Box annotations for photos ::

************

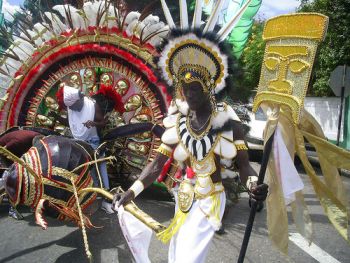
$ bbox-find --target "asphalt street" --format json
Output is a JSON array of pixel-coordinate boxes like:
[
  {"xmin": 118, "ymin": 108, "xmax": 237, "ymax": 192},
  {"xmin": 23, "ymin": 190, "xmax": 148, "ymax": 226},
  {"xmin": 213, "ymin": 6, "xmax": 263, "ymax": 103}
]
[{"xmin": 0, "ymin": 163, "xmax": 350, "ymax": 263}]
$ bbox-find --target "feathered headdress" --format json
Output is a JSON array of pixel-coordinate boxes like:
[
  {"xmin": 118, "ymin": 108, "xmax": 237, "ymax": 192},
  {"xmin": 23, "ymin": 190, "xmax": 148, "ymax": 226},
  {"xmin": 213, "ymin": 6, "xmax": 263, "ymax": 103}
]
[
  {"xmin": 158, "ymin": 0, "xmax": 261, "ymax": 99},
  {"xmin": 94, "ymin": 84, "xmax": 125, "ymax": 113},
  {"xmin": 56, "ymin": 85, "xmax": 66, "ymax": 110}
]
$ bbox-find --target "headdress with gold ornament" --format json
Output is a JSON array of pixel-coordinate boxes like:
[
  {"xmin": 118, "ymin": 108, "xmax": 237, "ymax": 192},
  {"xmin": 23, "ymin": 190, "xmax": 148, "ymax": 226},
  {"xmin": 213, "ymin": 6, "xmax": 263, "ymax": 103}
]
[{"xmin": 158, "ymin": 0, "xmax": 261, "ymax": 102}]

************

OBJECTIVE ::
Update the records above by replacing every "bbox-find" with "find-boxes" and leaving all other text unchanged. Omit the pictures from your answer.

OUTPUT FOR THIS EXERCISE ::
$ find-boxes --target "asphalt street" --format json
Output is a JSON array of pixel-coordinate boxes like:
[
  {"xmin": 118, "ymin": 108, "xmax": 237, "ymax": 192},
  {"xmin": 23, "ymin": 190, "xmax": 148, "ymax": 226},
  {"xmin": 213, "ymin": 6, "xmax": 263, "ymax": 103}
]
[{"xmin": 0, "ymin": 163, "xmax": 350, "ymax": 263}]
$ find-boxes --target "feathered headdress" --format json
Output is a JSON array of pixel-coordinate boxes like:
[
  {"xmin": 118, "ymin": 108, "xmax": 237, "ymax": 192},
  {"xmin": 23, "ymin": 190, "xmax": 148, "ymax": 226},
  {"xmin": 213, "ymin": 6, "xmax": 263, "ymax": 103}
]
[
  {"xmin": 158, "ymin": 0, "xmax": 261, "ymax": 99},
  {"xmin": 94, "ymin": 84, "xmax": 125, "ymax": 113},
  {"xmin": 56, "ymin": 85, "xmax": 66, "ymax": 110}
]
$ find-boxes --target "headdress with gold ornament" --format json
Output is a JSON array of pixel-coordinate boxes like:
[
  {"xmin": 118, "ymin": 108, "xmax": 237, "ymax": 192},
  {"xmin": 23, "ymin": 190, "xmax": 148, "ymax": 226},
  {"xmin": 213, "ymin": 6, "xmax": 263, "ymax": 103}
]
[{"xmin": 158, "ymin": 0, "xmax": 261, "ymax": 102}]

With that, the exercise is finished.